__PROVIDED RECORDS__:
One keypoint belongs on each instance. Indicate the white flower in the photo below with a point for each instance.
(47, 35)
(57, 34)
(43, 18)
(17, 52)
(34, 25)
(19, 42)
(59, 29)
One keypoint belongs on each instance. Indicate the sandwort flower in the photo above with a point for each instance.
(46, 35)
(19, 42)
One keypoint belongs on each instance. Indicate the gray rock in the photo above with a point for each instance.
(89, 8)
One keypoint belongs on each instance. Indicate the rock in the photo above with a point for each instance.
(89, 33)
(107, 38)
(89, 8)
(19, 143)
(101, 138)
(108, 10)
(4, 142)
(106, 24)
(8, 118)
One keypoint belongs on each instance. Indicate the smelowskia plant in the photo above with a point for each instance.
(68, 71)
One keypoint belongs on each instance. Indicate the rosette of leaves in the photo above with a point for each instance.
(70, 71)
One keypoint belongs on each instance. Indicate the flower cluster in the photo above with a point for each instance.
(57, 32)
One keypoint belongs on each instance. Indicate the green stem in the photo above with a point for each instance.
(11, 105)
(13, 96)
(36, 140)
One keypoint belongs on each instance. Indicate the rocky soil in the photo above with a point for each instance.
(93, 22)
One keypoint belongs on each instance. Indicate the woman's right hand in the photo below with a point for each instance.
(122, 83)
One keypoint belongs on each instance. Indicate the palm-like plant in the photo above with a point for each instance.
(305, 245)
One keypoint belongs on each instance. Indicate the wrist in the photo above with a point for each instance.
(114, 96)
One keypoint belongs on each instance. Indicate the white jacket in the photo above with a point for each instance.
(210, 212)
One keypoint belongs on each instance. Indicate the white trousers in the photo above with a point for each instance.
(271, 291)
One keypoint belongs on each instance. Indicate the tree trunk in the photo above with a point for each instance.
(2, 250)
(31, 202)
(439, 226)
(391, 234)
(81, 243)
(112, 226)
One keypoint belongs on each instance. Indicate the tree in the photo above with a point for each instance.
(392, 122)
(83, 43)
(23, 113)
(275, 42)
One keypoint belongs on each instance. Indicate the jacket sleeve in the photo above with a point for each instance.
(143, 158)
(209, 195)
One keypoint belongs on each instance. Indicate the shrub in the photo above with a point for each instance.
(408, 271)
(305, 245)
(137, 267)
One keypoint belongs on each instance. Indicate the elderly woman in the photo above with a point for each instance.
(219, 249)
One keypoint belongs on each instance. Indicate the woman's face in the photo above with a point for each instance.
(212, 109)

__STATED GOAL__: Output all of the data above without any alteration.

__SOLUTION TO THIS EXERCISE__:
One keypoint belongs on each instance. Indicate the white flower in the photo below with a point for each instance.
(47, 35)
(57, 34)
(43, 18)
(17, 52)
(34, 25)
(19, 42)
(59, 29)
One keypoint belongs on each instance. Indicate the sandwort flower in the photo above with a point for each instance.
(46, 35)
(19, 42)
One keypoint belongs on each instance. Indicate the gray rock in the photo above with a point for each instance.
(89, 8)
One keypoint belongs on each instance. Indicate the rock in the photo above with a point for each instance.
(89, 33)
(107, 38)
(89, 8)
(19, 143)
(101, 138)
(108, 10)
(4, 142)
(106, 24)
(8, 118)
One keypoint belongs on each instance. Indicate the smelowskia plant in the photo above with a point for each instance.
(68, 71)
One keypoint belongs on each instance. Indicate the rosette of leaves in the photo above with a point for each instance.
(70, 71)
One keypoint belongs on each instance. Indicate the flower cluster in the photo above with a point for each instance.
(57, 32)
One keypoint belongs on each instance. Indicate the green stem in the photo above with a point for each instance.
(11, 105)
(13, 96)
(36, 140)
One keypoint belongs on each instance. Indicate the rocky soil in the photo above with a point for each instance.
(93, 22)
One keypoint belongs on each instance. Indicate the woman's right hand in the photo below with a point for each instance.
(122, 83)
One keypoint belongs on each instance. Indicate the palm-like plant in the photo above with a point for each instance.
(305, 245)
One keypoint belongs on each instance. Indicate the wrist in the photo above with a point for each instance.
(114, 96)
One keypoint belongs on each instance. Indicate the white jacket in the photo above with a point for each instance.
(210, 212)
One keypoint belongs on each instance. Indicate the white trousers in the photo above with a point for each instance.
(271, 291)
One keypoint belongs on each instance. Indicate the tree trunk in the photo above with a point for each instance.
(2, 250)
(31, 202)
(439, 226)
(391, 234)
(81, 243)
(112, 226)
One keypoint belongs on each instance. Indicate the tree in the photo above with a point for each instance.
(392, 122)
(83, 43)
(23, 113)
(275, 42)
One keypoint belongs on each instance. Indicate the jacket sleeve in the photo above with a point for each instance.
(143, 158)
(209, 195)
One keypoint belongs on each instance. Indicate the shrub in the photo above with a point for each instance.
(408, 271)
(305, 245)
(137, 267)
One keypoint belongs on each instance. Indicate the elderly woman in the photo above with a point for each instance.
(219, 249)
One keypoint belongs on each instance. Indicate the woman's face in the photo above with a point for each instance.
(212, 109)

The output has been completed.